記述課題 1:
橋の工事に関する抜粋のうち、「台風が来るとクレーンが使えない、雨が降ると舗装ができない…天候との戦いも」から「事への影響はないのだろうか。」までを書き写してください。
記述課題 2:
橋の工事に関する抜粋で、大原さんがジャッキアップに大きなメリットがあると述べているのはなぜですか。1～3文で説明してください。

読解用抜粋:
● ● ● ●
台風が来るとクレーンが使えない、雨が降ると舗装ができない…天候との戦いも
「ジャッキアップそのものは1箇所あたり1日あれば終わります。じっと脇で見ていると、『あー、あがっているな』とわかるくらい。通行止めから10日かけて撤去して、ジャッキアップを3~4日くらいかけて行い、その後に橋脚上の桁と床版をクレーン車で設置するのが数日といったあんばいです。
ジャッキアップによって通行止め期間を短くすることができたということはありませんが、工事の平準化やヤード不足の解消にはつながっているので、大きなメリットがあることはまちがいありませんね」(大原さん)
しかし、ちょうど取材をした時期は10月~11月にかけての台風シーズン。大雨などの工事への影響はないのだろうか。
● ● ● ●
提供資料:
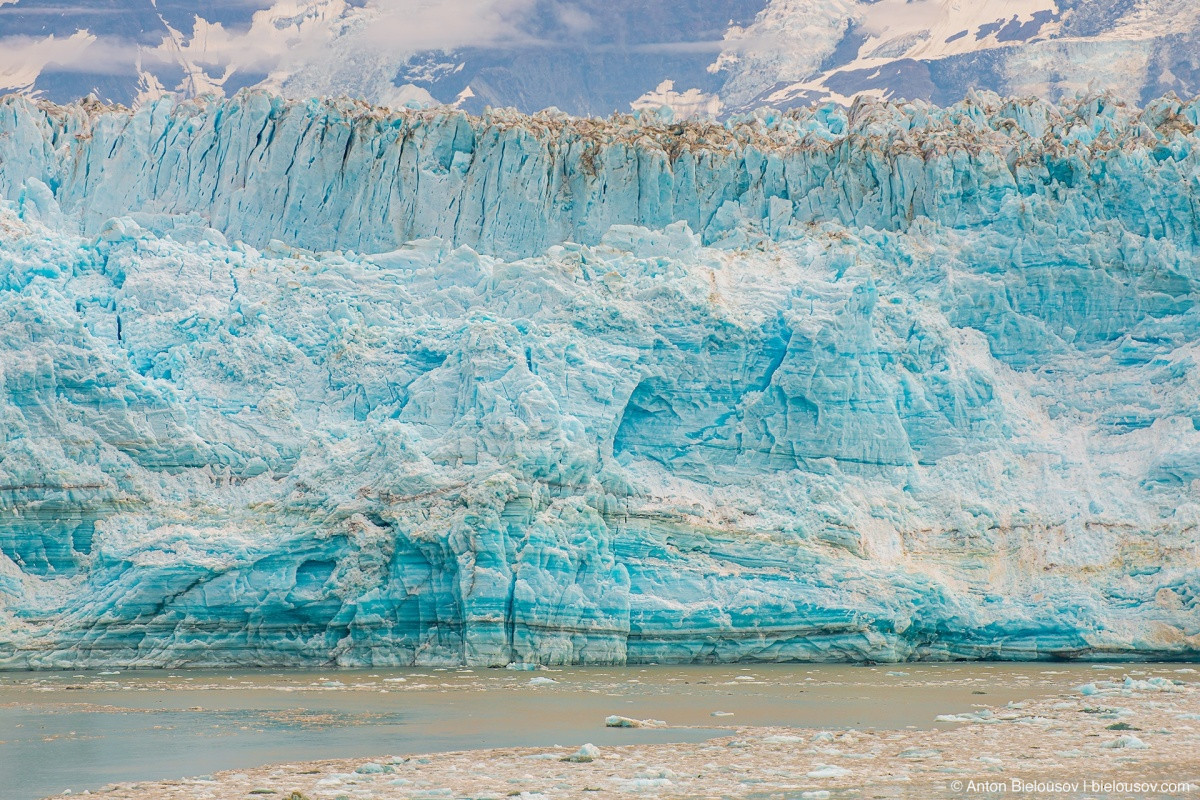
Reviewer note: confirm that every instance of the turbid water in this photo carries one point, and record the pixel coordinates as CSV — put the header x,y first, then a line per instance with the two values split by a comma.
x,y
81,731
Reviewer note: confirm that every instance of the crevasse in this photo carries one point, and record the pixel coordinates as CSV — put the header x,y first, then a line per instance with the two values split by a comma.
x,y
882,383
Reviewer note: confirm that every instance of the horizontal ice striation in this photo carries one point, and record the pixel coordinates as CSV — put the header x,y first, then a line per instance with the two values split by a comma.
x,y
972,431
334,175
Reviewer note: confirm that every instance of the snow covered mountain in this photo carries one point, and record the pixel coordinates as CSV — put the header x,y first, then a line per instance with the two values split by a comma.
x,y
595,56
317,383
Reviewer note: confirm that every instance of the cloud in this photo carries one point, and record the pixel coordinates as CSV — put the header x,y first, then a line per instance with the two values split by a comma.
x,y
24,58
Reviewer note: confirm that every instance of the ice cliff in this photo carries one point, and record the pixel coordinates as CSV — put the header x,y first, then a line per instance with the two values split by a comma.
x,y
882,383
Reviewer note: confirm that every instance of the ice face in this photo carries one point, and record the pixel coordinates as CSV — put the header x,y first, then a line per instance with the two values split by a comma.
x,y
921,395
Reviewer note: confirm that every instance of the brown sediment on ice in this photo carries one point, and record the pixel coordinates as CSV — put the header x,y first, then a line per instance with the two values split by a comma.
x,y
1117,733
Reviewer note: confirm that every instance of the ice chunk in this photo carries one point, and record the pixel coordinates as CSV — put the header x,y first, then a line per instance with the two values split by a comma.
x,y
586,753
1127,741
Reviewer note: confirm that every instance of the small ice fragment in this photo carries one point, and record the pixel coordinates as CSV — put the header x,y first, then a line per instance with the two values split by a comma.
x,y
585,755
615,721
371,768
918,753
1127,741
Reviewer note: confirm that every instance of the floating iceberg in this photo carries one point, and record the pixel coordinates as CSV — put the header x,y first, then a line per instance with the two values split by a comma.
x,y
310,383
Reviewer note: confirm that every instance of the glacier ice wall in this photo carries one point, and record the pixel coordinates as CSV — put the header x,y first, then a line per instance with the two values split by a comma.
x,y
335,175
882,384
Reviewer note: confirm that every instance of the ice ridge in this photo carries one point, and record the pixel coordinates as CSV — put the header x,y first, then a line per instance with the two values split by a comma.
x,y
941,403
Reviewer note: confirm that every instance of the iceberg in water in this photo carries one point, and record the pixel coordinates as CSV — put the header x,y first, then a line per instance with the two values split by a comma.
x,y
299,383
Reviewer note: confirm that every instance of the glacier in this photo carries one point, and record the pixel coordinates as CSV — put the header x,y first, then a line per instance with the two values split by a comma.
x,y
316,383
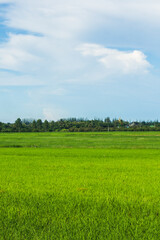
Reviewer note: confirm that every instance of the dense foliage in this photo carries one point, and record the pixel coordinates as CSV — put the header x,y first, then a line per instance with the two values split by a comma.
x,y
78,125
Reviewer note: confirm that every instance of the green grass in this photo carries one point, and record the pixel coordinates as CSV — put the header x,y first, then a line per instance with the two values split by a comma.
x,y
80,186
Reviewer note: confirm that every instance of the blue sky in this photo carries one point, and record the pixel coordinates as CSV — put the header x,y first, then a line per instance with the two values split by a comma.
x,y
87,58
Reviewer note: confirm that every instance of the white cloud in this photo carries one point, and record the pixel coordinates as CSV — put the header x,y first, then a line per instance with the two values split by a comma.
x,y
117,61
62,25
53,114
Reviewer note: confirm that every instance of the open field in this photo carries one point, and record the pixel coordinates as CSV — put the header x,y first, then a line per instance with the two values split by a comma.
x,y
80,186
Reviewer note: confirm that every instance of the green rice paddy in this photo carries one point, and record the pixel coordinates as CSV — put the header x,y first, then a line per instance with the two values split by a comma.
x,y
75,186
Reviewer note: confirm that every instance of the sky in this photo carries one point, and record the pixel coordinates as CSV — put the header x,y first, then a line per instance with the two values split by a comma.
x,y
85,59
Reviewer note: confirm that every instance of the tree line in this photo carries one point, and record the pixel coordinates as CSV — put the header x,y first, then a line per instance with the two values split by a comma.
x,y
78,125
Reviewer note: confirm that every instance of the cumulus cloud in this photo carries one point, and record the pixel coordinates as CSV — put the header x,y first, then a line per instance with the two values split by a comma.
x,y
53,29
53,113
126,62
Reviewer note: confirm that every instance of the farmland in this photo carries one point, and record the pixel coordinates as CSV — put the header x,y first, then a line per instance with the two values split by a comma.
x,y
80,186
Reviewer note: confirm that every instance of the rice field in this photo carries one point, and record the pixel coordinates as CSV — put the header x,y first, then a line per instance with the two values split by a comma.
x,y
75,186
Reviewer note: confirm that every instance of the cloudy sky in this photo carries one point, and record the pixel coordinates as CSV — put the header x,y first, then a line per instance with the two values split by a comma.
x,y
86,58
● ● ● ●
課題の解答 1:
台風が来るとクレーンが使えない、雨が降ると舗装ができない…天候との戦いも
「ジャッキアップそのものは1箇所あたり1日あれば終わります。じっと脇で見ていると、『あー、あがっているな』とわかるくらい。通行止めから10日かけて撤去して、ジャッキアップを3~4日くらいかけて行い、その後に橋脚上の桁と床版をクレーン車で設置するのが数日といったあんばいです。
ジャッキアップによって通行止め期間を短くすることができたということはありませんが、工事の平準化やヤード不足の解消にはつながっているので、大きなメリットがあることはまちがいありませんね」(大原さん)
しかし、ちょうど取材をした時期は10月~11月にかけての台風シーズン。大雨などの工事への影響はないのだろうか。

課題の解答 2:
ジャッキアップで通行止め期間が短くなったわけではありません。しかし、工事の平準化やヤード不足の解消につながっているからです。